> _Objective_
Lay out the lines of the material below as a Markdown table with a Row column holding the row number and a Line column holding the line, skipping blank lines. Leave out the pictures.

─── Material for this task

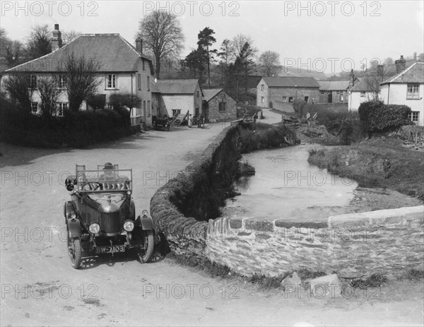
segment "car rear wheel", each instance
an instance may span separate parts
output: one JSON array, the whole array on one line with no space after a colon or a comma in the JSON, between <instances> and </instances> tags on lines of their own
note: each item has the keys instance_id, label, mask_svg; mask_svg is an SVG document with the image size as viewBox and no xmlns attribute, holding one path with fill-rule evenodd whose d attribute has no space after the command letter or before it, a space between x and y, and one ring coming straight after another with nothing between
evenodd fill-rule
<instances>
[{"instance_id":1,"label":"car rear wheel","mask_svg":"<svg viewBox=\"0 0 424 327\"><path fill-rule=\"evenodd\" d=\"M82 250L81 242L79 238L71 239L68 235L68 254L72 267L79 269L81 266Z\"/></svg>"},{"instance_id":2,"label":"car rear wheel","mask_svg":"<svg viewBox=\"0 0 424 327\"><path fill-rule=\"evenodd\" d=\"M140 261L142 263L144 263L150 261L152 258L152 256L153 255L154 241L153 230L146 230L143 232L144 233L144 249L139 248L137 254L139 255Z\"/></svg>"}]
</instances>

──────

> _Exercise response_
| Row | Line |
|---|---|
| 1 | segment "car rear wheel", each instance |
| 2 | an instance may span separate parts |
| 3 | output: one JSON array, the whole array on one line with no space after a colon or a comma in the JSON, between <instances> and </instances> tags on lines of their own |
| 4 | note: each item has the keys instance_id, label, mask_svg; mask_svg is an SVG document with the image size as viewBox and no xmlns attribute, holding one path with fill-rule evenodd whose d attribute has no space after the command letter or before it, a space between x and y, and one ring coming straight after another with nothing between |
| 5 | evenodd fill-rule |
| 6 | <instances> |
| 7 | [{"instance_id":1,"label":"car rear wheel","mask_svg":"<svg viewBox=\"0 0 424 327\"><path fill-rule=\"evenodd\" d=\"M82 250L81 242L79 238L71 239L68 235L68 254L72 267L79 269L81 266Z\"/></svg>"},{"instance_id":2,"label":"car rear wheel","mask_svg":"<svg viewBox=\"0 0 424 327\"><path fill-rule=\"evenodd\" d=\"M140 261L142 263L144 263L150 261L152 258L152 256L153 255L154 241L153 230L146 230L143 232L144 233L144 249L139 248L137 254L139 255Z\"/></svg>"}] |
| 8 | </instances> |